* **Written request**: Rewrite each line of the records below as an item in a numbered list, leaving out any blank lines.

* **Rows**:
-------
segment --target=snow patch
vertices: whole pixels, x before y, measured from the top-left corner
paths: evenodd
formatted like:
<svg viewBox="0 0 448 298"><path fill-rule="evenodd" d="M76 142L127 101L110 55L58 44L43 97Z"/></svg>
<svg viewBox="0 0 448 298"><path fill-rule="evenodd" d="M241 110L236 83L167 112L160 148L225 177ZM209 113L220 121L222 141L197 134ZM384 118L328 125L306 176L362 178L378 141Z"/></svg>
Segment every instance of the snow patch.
-------
* **Solution for this problem**:
1. segment --target=snow patch
2. vertices: whole pixels, x before y, measured from the top-left corner
3. paths: evenodd
4. formatted like:
5. <svg viewBox="0 0 448 298"><path fill-rule="evenodd" d="M76 142L127 101L110 55L58 44L43 97Z"/></svg>
6. <svg viewBox="0 0 448 298"><path fill-rule="evenodd" d="M241 110L236 83L167 112L160 148L225 177ZM209 113L220 121L222 141L197 134ZM384 118L328 125L306 176L362 178L378 141Z"/></svg>
7. Segment every instance of the snow patch.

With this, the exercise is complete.